Record excerpts
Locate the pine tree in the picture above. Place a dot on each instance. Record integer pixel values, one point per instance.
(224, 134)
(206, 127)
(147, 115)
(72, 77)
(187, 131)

To do
Echo every record above word for word, changing nothing.

Right answer
Locate the pine tree in the picture above. Place a dot on each instance. Record integer pixel values, one point per instance.
(224, 134)
(206, 127)
(147, 115)
(72, 77)
(187, 131)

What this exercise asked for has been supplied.